What you need to do:
1: Reproduce the LSD psychotherapy excerpt on chlorpromazine word for word, covering everything from "The use of tranquillizers is" down to "is rather unpleasant.".
2: Extend the LSD psychotherapy excerpt on chlorpromazine beyond its final sentence, carrying on in the same vein.
== Document excerpt
Chlorpromazine
Used in Terminating Psychedelic Sessions
by Stan Grof
Excerpt from LSD Psychotherapy
Adequate handling of critical situations is one of the crucial problem LSD psychotherapy. A session in which the process gets out of control is not only fruitless, but harmful; it creates frustration and disappointment in both therapist and patient, undermines their mutual trust, and can shatter their feelings of personal security. For the therapist adequate experience and training, including his or her own LSD sessions, is therefore of paramount importance. At the time of my LSD research in Czechoslovakia, the training for future LSD therapists more-or-less followed the psychoanalytic model. It required a minimum of five personal LSD sessions under the guidance of an experienced therapist, and thirty therapeutic sessions with psychiatric patients conducted under supervision. LSD training sessions were also found very useful for those psychiatric nurses who functioned as female co-therapists or came into contact with patients under the influence of LSD.
The use of tranquillizers is an issue of considerable practical significance and deserves a special notice. In general, an experienced therapeutic dyad can handle all, or almost all, situations that occur in LSD sessions by psychological means alone. I have personally conducted more than three thousand sessions over the years, and only three were terminated by tranquillizers. All three occurred in the early years of my LSD research when my experience with drugs was very limited. Thorazine and other major tranquillizers are not specific neutralizers of the LSD effect. Used in high dosages, they have a general inhibiting effect that overrides and masks the psychedelic action of LSD. Detailed retrospective analysis of this situation usually shows that the patient experiences the action of both drugs simultaneously, and that the combined effect is rather unpleasant.
The use of tranquillizers in the course of psychedelic sessions is potential very noxious. The most dramatically negative LSD experiences have a strong tendency toward positive resolution; if they are well resolved they are extremely beneficial for the subject in the long run. If tranquillizers are administered in the middle of a difficult psychedelic state they tend to prevent its natural resolution and positive integration. They "freeze" the subject in a negative psychological frame and thus contribute to the incidence of prolonged reactions, negative aftereffects, and "flashbacks." The routine administration of tranquillizers in the middle of negative psychedelic experiences is therefore a harmful practice that should be discontinued. This is even more true of their use in the context of LSD psychotherapy, which follows in general the strategy of an uncovering technique. Unpleasant experiences are caused by the emergence of highly-charged emotionally traumatic unconscious material. Since this material is the source of the patient's difficulties in everyday life, negative episodes in LSD sessions, if properly approached and handled, represent great opportunities for therapeutic change.
====
== Records
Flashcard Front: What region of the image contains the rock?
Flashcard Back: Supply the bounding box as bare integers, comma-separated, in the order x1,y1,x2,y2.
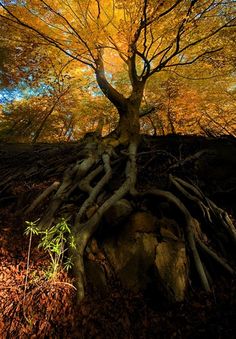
103,232,157,292
85,260,107,294
103,212,158,292
104,199,133,228
90,212,188,302
155,236,188,302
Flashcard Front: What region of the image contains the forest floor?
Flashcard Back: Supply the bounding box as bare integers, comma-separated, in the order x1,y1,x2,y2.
0,136,236,339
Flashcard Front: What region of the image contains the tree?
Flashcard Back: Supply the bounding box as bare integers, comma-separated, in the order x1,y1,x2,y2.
0,0,235,299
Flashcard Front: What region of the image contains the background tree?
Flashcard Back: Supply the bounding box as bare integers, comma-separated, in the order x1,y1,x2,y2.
0,0,235,300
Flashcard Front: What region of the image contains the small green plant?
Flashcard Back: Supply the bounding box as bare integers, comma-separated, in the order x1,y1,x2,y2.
39,218,73,278
24,218,75,282
24,219,40,290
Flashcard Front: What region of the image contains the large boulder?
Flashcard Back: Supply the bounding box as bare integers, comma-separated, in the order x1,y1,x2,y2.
86,212,188,302
103,212,158,292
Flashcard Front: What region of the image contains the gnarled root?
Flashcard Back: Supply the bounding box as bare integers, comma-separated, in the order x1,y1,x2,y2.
27,141,236,301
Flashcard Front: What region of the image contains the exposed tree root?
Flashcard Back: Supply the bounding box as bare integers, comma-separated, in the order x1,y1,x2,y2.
22,141,236,301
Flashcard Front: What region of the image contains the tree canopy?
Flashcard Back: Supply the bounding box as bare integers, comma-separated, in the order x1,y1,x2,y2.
0,0,235,140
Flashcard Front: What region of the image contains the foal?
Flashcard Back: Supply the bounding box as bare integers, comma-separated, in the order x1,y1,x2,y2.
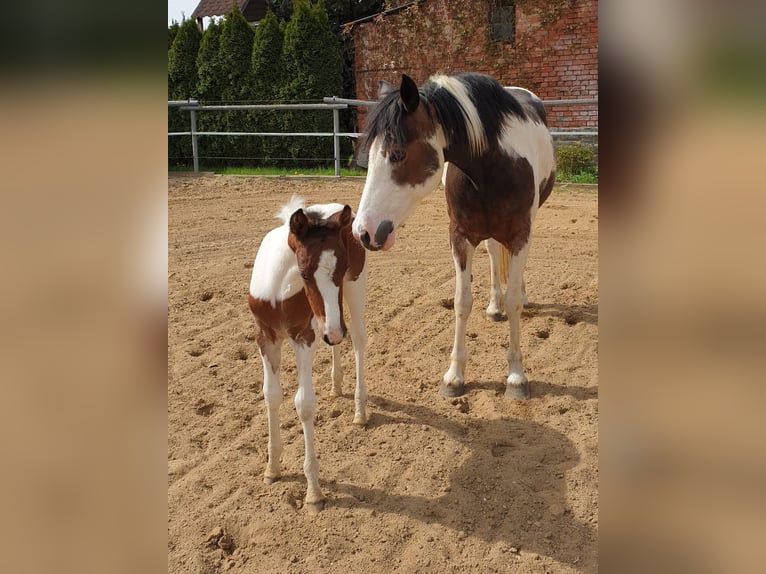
====
Task-by-task answers:
1:
The use of tranquillizers is an issue of considerable practical significance and deserves a special notice. In general, an experienced therapeutic dyad can handle all, or almost all, situations that occur in LSD sessions by psychological means alone. I have personally conducted more than three thousand sessions over the years, and only three were terminated by tranquillizers. All three occurred in the early years of my LSD research when my experience with drugs was very limited. Thorazine and other major tranquillizers are not specific neutralizers of the LSD effect. Used in high dosages, they have a general inhibiting effect that overrides and masks the psychedelic action of LSD. Detailed retrospective analysis of this situation usually shows that the patient experiences the action of both drugs simultaneously, and that the combined effect is rather unpleasant.

2:
In LSD psychotherapy, there is a continuity in the content of consecutive sessions. If we terminate an unpleasant experience by administering tranquillizers, the unresolved material will continue to surface in future session til the patient reaches the point where he or she is capable of confronting and resolving it. Therefore, the therapist should first exhaust all possibilities of a psychological intervention before considering tranquillizers. If a specific vicious interaction has developed between the sitter and the client, and the siuation appears to be irresolvable, another therapist should be called to take over the session; provisions for such situations should always be made in advance.
If all psychological approaches fail and tranquillizers have to be used, it is much better to start with Librium (30-60 milligrams) or Valium (10-30 milligrams), which seem to alleviate painful emotions without interfering with the course of the session. As soon as possible, the patient should resume a reclining position with eyeshades and headphones, to continue the introspective approach to the experience.